• To do: Extract every line of the listing below verbatim, leaving the pictures out of your answer.

• Extracted material:

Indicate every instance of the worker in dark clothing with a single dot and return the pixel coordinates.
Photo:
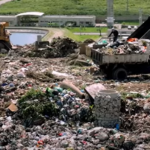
(115, 34)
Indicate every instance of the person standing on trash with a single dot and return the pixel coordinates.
(115, 34)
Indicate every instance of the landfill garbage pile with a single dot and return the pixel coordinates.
(35, 106)
(41, 114)
(61, 47)
(88, 41)
(120, 48)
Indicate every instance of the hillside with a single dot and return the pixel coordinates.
(74, 7)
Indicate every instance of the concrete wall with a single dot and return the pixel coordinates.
(100, 19)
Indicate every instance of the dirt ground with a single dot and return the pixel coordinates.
(56, 33)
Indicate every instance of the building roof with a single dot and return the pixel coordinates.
(31, 14)
(68, 16)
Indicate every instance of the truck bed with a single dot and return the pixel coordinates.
(102, 59)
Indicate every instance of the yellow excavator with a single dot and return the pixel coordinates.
(5, 44)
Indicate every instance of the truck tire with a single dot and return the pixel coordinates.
(120, 74)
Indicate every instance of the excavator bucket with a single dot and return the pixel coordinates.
(143, 31)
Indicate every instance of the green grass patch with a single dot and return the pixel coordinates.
(87, 29)
(130, 23)
(75, 7)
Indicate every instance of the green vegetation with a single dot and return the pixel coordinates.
(70, 34)
(130, 23)
(88, 29)
(75, 7)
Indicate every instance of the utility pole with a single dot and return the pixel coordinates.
(140, 17)
(110, 13)
(127, 5)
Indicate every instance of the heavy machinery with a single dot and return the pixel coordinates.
(120, 66)
(5, 44)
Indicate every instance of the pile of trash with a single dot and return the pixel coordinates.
(61, 47)
(122, 47)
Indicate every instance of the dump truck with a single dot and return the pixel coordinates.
(120, 66)
(5, 44)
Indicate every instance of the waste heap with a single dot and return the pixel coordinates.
(61, 47)
(130, 47)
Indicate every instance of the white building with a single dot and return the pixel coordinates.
(38, 19)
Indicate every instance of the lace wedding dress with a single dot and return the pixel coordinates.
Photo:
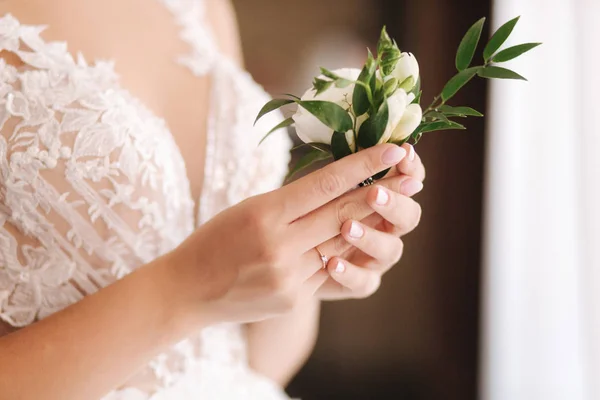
(92, 185)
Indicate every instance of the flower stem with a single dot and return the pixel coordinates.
(368, 91)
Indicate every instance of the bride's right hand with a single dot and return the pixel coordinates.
(257, 259)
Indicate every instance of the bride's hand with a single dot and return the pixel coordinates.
(369, 248)
(258, 259)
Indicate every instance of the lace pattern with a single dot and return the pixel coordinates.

• Result:
Indicate every instance of the worker in dark clothing with a single dot and return the pixel coordinates.
Photo:
(115, 34)
Indicate every instance of the person standing on trash with a single dot and return the pixel coordinates.
(115, 34)
Indicate every instance of the landfill garbage pile with a single dot and return the pixel coordinates.
(35, 106)
(41, 114)
(61, 47)
(88, 41)
(120, 48)
Indicate every instance of the hillside with a single dot and return the pixel coordinates.
(74, 7)
Indicate every instance of the concrete wall with a single dot and return the pixel coordinates.
(100, 19)
Indicate every instance of the dirt ground with a single dot and return the pixel coordinates.
(56, 33)
Indicate every instance of the building roof with a single dot and return the pixel coordinates.
(31, 14)
(68, 16)
Indicate every instance of the truck bed with a single dot and return the pixel coordinates.
(102, 59)
Indicate every instance of the yellow excavator with a single dot and return the pixel coordinates.
(5, 44)
Indicate every instance of the truck tire with a single dot and return the pixel coordinates.
(120, 74)
Indicate every instance of the excavator bucket with a single dot and return the pixel coordinates.
(143, 31)
Indicate every instance of the green grass patch with a single dot and return the pixel coordinates.
(87, 29)
(130, 23)
(75, 7)
Indicate every instance of the green vegetation with a single dot and return the pixel coordinates.
(70, 34)
(130, 23)
(88, 29)
(75, 7)
Indicate every instance of the utility pole with a single dot and return the pixel coordinates.
(140, 17)
(110, 13)
(127, 5)
Indicate every instance of the heavy machinery with a single dot and return the pixel coordinates.
(120, 66)
(5, 44)
Indicate every instance of the pile of trash with a single dot and return the pixel coordinates.
(61, 47)
(122, 47)
Indicate every instance of the dump truck with a single dot and return the pixel coordinates.
(120, 66)
(5, 44)
Indicate every instance of the waste heap with a single dot and return the pixel coordinates.
(61, 47)
(130, 47)
Indicate every instance of the white building with a single dot and return the pixel coordinates.
(38, 19)
Indicate every instance of the lace wedding dress with a single dot and return the pixel coordinates.
Photo:
(92, 185)
Indicate every instance of the flower stem with a single dot and return the pixel coordinates.
(368, 91)
Indicate every instance of the bride's right hand with a single dot and return the pixel coordinates.
(257, 259)
Indicate every instance of the bride's hand with a single dot and return the pixel coordinates.
(369, 248)
(258, 259)
Indicate every instance of the lace pattern with a single dot and return the pixel coordinates.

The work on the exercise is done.